[Stored records]

# # # # #

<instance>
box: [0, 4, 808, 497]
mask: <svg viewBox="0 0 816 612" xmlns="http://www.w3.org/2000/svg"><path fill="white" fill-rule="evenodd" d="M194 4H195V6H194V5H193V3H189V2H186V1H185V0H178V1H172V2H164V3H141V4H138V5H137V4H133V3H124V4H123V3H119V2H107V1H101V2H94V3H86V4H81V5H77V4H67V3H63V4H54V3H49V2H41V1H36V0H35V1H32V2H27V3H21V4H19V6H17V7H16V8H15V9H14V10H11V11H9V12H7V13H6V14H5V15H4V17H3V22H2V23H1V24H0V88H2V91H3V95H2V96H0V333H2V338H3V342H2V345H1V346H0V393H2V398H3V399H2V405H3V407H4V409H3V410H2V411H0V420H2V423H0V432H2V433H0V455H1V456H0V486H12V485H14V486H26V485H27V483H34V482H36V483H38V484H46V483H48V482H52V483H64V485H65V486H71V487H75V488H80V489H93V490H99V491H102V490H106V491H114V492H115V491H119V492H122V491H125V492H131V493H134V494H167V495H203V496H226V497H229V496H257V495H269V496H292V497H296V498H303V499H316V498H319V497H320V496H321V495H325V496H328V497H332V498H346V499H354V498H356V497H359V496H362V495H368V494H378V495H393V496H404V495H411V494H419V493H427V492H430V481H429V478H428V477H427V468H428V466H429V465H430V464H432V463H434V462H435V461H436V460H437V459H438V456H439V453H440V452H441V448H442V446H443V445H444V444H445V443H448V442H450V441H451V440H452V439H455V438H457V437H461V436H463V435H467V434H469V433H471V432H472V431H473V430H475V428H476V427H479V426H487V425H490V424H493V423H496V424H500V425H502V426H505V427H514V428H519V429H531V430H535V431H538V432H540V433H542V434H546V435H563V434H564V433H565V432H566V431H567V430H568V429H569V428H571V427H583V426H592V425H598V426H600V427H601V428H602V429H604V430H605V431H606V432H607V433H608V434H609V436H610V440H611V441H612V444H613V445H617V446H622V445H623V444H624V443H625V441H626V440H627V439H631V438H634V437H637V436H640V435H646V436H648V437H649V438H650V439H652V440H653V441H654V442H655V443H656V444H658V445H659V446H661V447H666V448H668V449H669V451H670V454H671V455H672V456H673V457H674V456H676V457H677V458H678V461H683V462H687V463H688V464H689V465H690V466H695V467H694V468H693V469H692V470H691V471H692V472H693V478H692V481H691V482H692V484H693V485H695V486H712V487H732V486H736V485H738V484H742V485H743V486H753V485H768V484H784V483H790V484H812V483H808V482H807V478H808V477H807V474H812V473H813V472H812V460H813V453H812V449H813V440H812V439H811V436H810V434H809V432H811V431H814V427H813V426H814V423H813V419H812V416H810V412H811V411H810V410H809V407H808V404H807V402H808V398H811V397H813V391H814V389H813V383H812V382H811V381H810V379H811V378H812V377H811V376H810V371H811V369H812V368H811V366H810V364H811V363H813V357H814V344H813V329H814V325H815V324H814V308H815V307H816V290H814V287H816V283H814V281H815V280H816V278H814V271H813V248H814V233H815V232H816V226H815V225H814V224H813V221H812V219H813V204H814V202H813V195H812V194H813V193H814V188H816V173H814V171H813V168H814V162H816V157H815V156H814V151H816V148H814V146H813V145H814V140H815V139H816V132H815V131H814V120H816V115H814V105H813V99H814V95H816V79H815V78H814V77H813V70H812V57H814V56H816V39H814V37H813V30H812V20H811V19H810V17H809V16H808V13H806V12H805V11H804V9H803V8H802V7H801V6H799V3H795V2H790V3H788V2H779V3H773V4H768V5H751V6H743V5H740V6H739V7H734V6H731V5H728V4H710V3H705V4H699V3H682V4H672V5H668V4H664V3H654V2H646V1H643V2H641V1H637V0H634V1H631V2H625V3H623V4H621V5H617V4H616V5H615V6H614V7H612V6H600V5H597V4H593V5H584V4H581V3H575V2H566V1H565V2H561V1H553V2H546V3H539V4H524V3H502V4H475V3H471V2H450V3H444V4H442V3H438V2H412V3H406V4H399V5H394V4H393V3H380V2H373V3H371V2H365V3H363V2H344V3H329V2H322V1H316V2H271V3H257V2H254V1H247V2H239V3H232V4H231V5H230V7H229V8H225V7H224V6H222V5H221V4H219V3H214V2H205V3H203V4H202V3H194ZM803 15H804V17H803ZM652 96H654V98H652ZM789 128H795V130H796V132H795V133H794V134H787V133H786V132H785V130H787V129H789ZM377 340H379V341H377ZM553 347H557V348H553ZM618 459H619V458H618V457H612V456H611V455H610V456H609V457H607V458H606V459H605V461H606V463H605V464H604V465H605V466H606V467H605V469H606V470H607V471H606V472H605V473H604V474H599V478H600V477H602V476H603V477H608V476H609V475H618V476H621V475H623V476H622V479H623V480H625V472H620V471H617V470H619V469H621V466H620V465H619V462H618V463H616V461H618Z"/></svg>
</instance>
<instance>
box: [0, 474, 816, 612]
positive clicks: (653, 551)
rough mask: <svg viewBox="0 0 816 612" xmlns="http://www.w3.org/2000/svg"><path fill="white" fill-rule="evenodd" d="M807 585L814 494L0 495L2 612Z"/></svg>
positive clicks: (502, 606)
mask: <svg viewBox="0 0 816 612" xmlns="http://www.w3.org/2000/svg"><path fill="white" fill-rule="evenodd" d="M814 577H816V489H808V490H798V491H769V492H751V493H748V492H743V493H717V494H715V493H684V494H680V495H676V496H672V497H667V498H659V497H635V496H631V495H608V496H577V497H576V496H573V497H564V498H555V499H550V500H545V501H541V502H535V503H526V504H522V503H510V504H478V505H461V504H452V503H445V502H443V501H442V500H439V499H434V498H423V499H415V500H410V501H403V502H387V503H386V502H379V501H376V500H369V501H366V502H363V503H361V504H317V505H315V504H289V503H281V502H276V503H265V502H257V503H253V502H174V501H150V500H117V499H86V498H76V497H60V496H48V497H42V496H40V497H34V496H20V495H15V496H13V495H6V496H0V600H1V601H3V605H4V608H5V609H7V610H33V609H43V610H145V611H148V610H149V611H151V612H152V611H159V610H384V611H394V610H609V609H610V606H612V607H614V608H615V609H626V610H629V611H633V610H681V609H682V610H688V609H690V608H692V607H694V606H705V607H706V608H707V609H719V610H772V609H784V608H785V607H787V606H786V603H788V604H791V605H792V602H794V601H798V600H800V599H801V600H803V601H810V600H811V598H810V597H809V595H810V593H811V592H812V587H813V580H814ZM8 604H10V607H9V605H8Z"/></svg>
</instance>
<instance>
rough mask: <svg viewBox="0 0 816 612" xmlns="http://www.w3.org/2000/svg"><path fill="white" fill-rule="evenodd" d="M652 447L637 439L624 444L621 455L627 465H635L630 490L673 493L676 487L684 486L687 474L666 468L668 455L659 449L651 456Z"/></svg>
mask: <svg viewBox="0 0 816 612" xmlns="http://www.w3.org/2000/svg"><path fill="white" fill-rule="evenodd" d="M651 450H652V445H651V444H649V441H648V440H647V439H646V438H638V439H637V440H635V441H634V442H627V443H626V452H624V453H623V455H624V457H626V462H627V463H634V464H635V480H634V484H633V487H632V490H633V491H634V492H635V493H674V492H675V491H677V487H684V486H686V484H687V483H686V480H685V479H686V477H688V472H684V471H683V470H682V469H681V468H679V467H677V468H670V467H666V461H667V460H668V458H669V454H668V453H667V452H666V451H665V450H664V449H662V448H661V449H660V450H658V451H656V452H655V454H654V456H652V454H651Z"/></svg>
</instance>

# # # # #

**Problem description**
Copy out each line of the material above that contains the string "rough". Case counts.

**Result of this task**
rough mask: <svg viewBox="0 0 816 612" xmlns="http://www.w3.org/2000/svg"><path fill="white" fill-rule="evenodd" d="M807 585L814 494L0 495L2 612Z"/></svg>
rough mask: <svg viewBox="0 0 816 612" xmlns="http://www.w3.org/2000/svg"><path fill="white" fill-rule="evenodd" d="M652 447L637 439L624 444L621 455L627 465H635L630 490L673 493L676 487L684 486L687 474L666 468L668 455L659 449L651 456Z"/></svg>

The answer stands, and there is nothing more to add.